Records of labeled points:

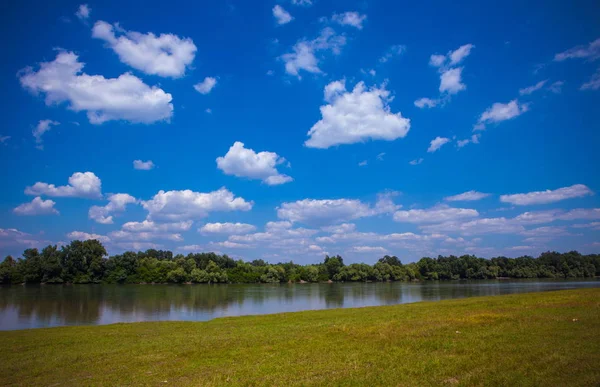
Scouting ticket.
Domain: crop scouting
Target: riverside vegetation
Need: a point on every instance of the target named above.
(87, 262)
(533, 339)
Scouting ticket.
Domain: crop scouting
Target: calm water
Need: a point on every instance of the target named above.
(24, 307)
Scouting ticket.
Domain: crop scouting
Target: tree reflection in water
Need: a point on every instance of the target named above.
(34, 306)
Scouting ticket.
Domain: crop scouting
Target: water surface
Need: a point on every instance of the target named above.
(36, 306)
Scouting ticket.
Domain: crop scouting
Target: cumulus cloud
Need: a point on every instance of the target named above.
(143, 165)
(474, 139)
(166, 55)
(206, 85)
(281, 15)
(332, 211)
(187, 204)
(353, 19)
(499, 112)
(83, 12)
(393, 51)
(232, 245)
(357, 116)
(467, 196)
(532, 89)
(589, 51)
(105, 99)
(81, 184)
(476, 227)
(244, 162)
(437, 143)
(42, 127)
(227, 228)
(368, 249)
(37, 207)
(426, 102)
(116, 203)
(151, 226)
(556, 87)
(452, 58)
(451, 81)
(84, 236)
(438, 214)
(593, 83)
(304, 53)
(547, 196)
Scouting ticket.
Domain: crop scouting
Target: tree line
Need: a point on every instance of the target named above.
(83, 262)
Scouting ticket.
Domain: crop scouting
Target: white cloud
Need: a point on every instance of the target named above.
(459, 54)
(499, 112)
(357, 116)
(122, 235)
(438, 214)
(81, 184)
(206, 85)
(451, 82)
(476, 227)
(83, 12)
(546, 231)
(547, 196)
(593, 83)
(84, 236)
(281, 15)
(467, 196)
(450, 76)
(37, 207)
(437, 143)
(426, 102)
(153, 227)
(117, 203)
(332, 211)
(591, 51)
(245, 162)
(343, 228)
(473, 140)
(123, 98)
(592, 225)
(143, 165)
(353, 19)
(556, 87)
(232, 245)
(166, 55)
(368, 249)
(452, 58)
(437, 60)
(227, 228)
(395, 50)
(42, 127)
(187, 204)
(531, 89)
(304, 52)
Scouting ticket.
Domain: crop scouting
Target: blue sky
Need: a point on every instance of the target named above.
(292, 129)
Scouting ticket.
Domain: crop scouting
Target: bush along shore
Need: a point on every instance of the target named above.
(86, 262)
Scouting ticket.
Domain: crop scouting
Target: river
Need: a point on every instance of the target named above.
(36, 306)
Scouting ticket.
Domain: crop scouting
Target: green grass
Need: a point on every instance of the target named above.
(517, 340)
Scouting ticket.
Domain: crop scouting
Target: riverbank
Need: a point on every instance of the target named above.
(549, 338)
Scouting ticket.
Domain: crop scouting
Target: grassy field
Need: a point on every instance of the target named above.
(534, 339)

- _Task brief_
Every line of the material is to be quoted exactly, with no pictures carried over.

- _Exercise answer_
Scouting ticket.
Domain: crop scouting
Target: riverside vegetation
Need: a point on every instance of the target named above.
(87, 262)
(533, 339)
Scouting ticket.
Domain: crop scouting
Target: calm water
Need: a point on every instance of the target named above.
(24, 307)
Scouting ticket.
Domain: crop scouting
Target: tree reflection in water
Need: a point on every instance of the target named above.
(34, 306)
Scouting ticket.
Domain: crop scouting
Target: water surface
Need: a point on every instance of the target named above.
(36, 306)
Scouting ticket.
Domain: crop scouting
Target: cumulus cloud
Need: a point on every instance of the target named above.
(143, 165)
(474, 139)
(166, 55)
(206, 85)
(281, 15)
(332, 211)
(187, 204)
(353, 19)
(499, 112)
(83, 12)
(393, 51)
(232, 245)
(357, 116)
(467, 196)
(532, 89)
(589, 51)
(105, 99)
(81, 184)
(476, 227)
(244, 162)
(437, 143)
(42, 127)
(227, 228)
(368, 249)
(37, 207)
(426, 102)
(116, 203)
(151, 226)
(556, 87)
(452, 58)
(451, 81)
(84, 236)
(438, 214)
(593, 83)
(304, 53)
(547, 196)
Scouting ticket.
Domain: crop scouting
Target: tree line
Need: a point on every instance of the target named above.
(83, 262)
Scouting ticket.
Domain: crop scouting
Target: white cloud
Need: a point on every instance of the target named above.
(459, 54)
(499, 112)
(357, 116)
(122, 235)
(438, 214)
(81, 184)
(206, 85)
(451, 82)
(476, 227)
(83, 12)
(546, 231)
(547, 196)
(593, 83)
(84, 236)
(281, 15)
(467, 196)
(450, 76)
(37, 207)
(437, 143)
(426, 102)
(153, 227)
(117, 203)
(332, 211)
(591, 51)
(245, 162)
(343, 228)
(473, 140)
(123, 98)
(592, 225)
(143, 165)
(353, 19)
(556, 87)
(232, 245)
(166, 55)
(368, 249)
(452, 58)
(437, 60)
(227, 228)
(395, 50)
(42, 127)
(187, 204)
(531, 89)
(304, 52)
Scouting ticket.
Domain: crop scouting
Target: blue sky
Need: a point on every instance of the target named above.
(292, 129)
Scouting ticket.
Domain: crop scouting
Target: bush along shore
Need: a point on every instance of the target named above.
(86, 262)
Scouting ticket.
Domain: crop scouting
Target: river
Need: a point on every instance of the target named above.
(36, 306)
Scouting ticket.
Domain: crop scouting
Target: green grass
Need: a point on every instance of the target named above.
(517, 340)
Scouting ticket.
Domain: crop scouting
Target: riverbank
Need: a point on every instance of the target named above.
(549, 338)
Scouting ticket.
Domain: crop scouting
Target: grassy field
Need: a point on every instance of the target named above.
(534, 339)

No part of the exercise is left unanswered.